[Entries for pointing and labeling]

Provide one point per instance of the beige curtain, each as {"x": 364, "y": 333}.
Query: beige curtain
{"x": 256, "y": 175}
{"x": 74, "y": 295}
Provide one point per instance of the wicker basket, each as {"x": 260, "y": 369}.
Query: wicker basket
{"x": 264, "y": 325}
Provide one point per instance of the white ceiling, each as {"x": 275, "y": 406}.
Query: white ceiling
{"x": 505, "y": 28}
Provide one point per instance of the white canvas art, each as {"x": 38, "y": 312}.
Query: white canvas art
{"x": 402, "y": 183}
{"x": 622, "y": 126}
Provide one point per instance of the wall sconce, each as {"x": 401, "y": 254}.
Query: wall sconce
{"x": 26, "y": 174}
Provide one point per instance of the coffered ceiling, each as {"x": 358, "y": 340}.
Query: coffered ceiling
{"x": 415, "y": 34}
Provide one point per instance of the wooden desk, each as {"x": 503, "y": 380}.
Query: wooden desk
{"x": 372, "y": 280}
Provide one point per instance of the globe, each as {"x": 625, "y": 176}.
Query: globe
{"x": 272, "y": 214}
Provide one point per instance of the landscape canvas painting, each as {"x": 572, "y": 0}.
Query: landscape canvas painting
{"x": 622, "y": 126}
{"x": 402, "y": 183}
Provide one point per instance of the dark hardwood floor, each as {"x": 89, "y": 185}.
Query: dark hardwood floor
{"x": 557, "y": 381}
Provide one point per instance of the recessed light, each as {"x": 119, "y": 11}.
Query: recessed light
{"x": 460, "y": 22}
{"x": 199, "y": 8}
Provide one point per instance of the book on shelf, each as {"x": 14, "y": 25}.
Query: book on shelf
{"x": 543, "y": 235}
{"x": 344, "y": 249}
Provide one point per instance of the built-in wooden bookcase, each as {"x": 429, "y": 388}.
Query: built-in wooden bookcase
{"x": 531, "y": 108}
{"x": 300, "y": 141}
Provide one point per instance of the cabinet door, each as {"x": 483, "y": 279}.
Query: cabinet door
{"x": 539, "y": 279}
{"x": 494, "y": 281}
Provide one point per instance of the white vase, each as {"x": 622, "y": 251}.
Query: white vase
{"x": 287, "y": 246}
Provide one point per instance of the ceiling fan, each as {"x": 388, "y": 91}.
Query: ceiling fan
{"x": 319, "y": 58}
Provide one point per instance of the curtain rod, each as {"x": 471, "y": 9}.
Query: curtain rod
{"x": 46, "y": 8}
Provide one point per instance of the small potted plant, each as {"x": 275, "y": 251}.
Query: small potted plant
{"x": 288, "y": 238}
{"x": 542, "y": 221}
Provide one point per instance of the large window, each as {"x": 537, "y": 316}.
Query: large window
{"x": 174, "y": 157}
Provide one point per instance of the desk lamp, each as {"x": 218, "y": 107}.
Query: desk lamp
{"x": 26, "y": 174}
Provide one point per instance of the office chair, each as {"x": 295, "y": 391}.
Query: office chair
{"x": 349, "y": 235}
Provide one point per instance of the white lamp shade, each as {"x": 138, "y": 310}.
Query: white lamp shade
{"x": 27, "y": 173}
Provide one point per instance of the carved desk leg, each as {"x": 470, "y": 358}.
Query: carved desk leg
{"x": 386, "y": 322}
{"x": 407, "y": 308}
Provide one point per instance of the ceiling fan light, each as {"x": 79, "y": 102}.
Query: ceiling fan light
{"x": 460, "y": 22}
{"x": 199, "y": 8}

## WHAT IS REQUIRED
Copy the material from the line containing "Provide one point per instance of the built-in" through the last line of the material, with both ends included, and keep every line unchanged.

## RESULT
Provide one point per instance of the built-in wooden bookcase, each as {"x": 429, "y": 388}.
Query: built-in wooden bookcase
{"x": 531, "y": 108}
{"x": 300, "y": 141}
Provide one point per instance of the cabinet door, each as {"x": 483, "y": 279}.
Query: cabinet door
{"x": 539, "y": 279}
{"x": 494, "y": 281}
Provide one point per instance of the white vase, each as {"x": 622, "y": 251}.
Query: white vase
{"x": 287, "y": 246}
Provide one point per instance of the ceiling fan, each as {"x": 388, "y": 91}.
Query: ceiling fan
{"x": 319, "y": 58}
Provide one point per instance of the curtain rod, each as {"x": 471, "y": 9}.
Query: curtain rod
{"x": 46, "y": 8}
Provide one point per instance of the small potted plant, each as {"x": 275, "y": 251}.
Query: small potted plant
{"x": 288, "y": 238}
{"x": 542, "y": 221}
Provide one point per instance of the large window, each as {"x": 537, "y": 316}.
Query: large window
{"x": 174, "y": 157}
Provide one point per instance of the desk lamp, each as {"x": 218, "y": 107}.
Query: desk lamp
{"x": 26, "y": 174}
Provide one point per instance of the office chair, each as {"x": 295, "y": 391}.
Query: office chair
{"x": 349, "y": 235}
Provide one point per instance of the white lamp shade, each as {"x": 138, "y": 310}.
Query: white lamp shade
{"x": 27, "y": 173}
Provide one point per instance of the carved desk leg, each as {"x": 470, "y": 358}.
Query: carved desk leg
{"x": 386, "y": 322}
{"x": 407, "y": 308}
Provide one point per instance of the ceiling fan light, each as {"x": 79, "y": 102}.
Query: ceiling fan light
{"x": 460, "y": 22}
{"x": 199, "y": 8}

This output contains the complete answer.